▸ **Artigo**
Por outro lado, abriu caminho para uma alocação ambígua do termo burocracia. Três sentidos diferentes se sobrepunham e isso ainda ocorre: um descritivo e conceitual que se podia aplicar a qualquer organização, qualquer que fosse seu estatuto legal; uma forma de nomear qualquer agência controlada pelo Estado; e um sentido pejorativo ligado a uma máquina estatal exagerada, a uma série de exigências e à frustração dos usuários. Apesar dos esforços de autores como Victor Thompson (1961) para evitar confusão e apesar de arcabouços analíticos e conceituais que definiam o modelo e suas funções latentes, elaborados por Robert Merton (1940) ou Michel Crozier (1963), a sociologia das organizações clássica ou padrão estava de certo modo presa na armadilha do estatuto polissêmico da burocracia.

As motivações orientadoras do programa pessoal de alguns pesquisadores assemelhavam-se ao desapontamento e às preocupações que haviam inspirado Robert Michels (1949) com o que ocorria com os partidos socialistas e os sindicatos nas democracias européias nas décadas iniciais do século XX. O ativismo político trotskista de Philip Selznick na juventude influenciou sua crítica política das instituições do New Deal (Selznick, 1949) e levou Martin Lipset e seus colaboradores (1956) a procurar entender como era possível evitar a lei de ferro da oligarquia e conservar um índice elevado de democracia em sindicatos americanos. O espectro de fontes de inspiração e debate social na base dos estudos organizacionais era bem amplo, indo desde libertários do Sul dos Estados Unidos, como Theodore Lowi, até autores liberais da costa leste, como Graham Allison e Robert Dahl. A crise econômica no início da década de 1930, bem como o gerenciamento dos esforços e das conseqüências da II Guerra Mundial que se lhe seguiu, fomentou o crescimento do governo. Vários modelos de Estado de bem-estar social começaram a se desenvolver dos dois lados do oceano Atlântico.

▸ **O que fazer**
1. Segundo o artigo sobre burocracia, quando ocorreu a crise econômica que fomentou o crescimento do governo?
2. Continue, por favor, o artigo sobre burocracia a partir da última frase apresentada.
Os registros não têm nenhuma relação com o artigo sobre burocracia.

▸ **Registros fornecidos**
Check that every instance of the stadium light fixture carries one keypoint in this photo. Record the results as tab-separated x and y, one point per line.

---

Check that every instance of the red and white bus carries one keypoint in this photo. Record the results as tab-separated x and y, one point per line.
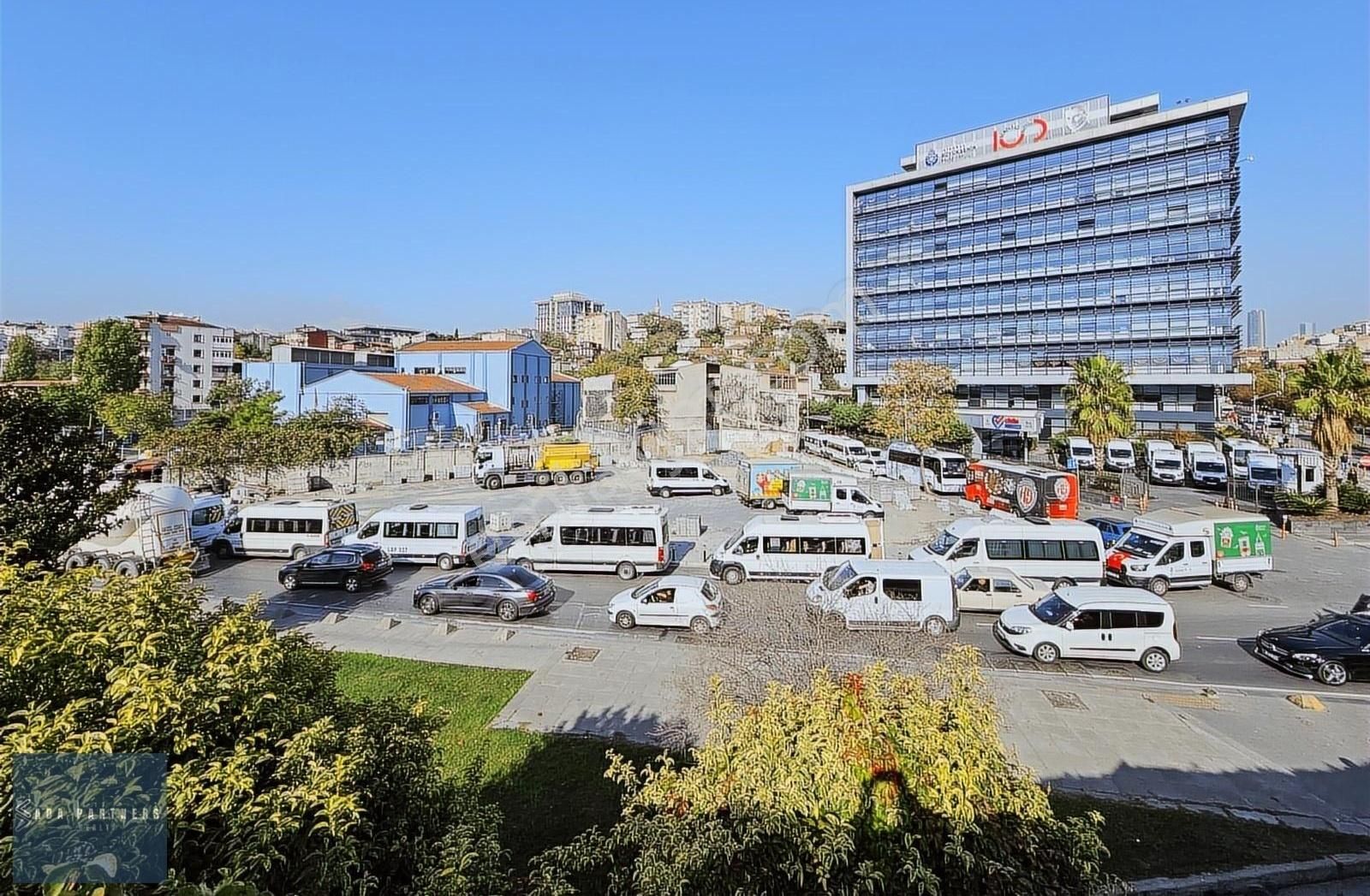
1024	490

▸ **Respostas por tarefa**
1. No início da década de 1930.

2.
Em certa medida, o estudo pela sociologia das organizações de instituições governamentais, mas também de partidos políticos e até de empresas, passou a ser visto como excessivamente orientado para pesquisas de campo e para a construção de modelos burocráticos e, portanto, patológicos. Soluções alternativas ou de melhor tipo não eram espontaneamente associadas a este campo de conhecimento. Isto fez com que cedesse espaço para outras abordagens ou disciplinas, consideradas mais afinadas com a modernidade.

Outra razão para as expectativas não satisfeitas pela teoria-padrão está ligada à verificação pouco acurada de postulados.

Isto dá-se tipicamente no tocante às diferenças, se é que existem, entre organizações do setor público e organizações de outros setores. Um aspecto que chama a atenção quanto ao que foi alcançado pelo programa clássico da sociologia das organizações é a relativa incompletude ou ambigüidade das propostas referentes às organizações públicas como fenômeno específico. A título de exemplo, manuais e enciclopédias publicados a partir do fim da década de 1950 (March e Simon, 1958; March, 1965) não contêm artigos nem capítulos dedicados diretamente ao assunto. Isto reflete um fenômeno mais amplo.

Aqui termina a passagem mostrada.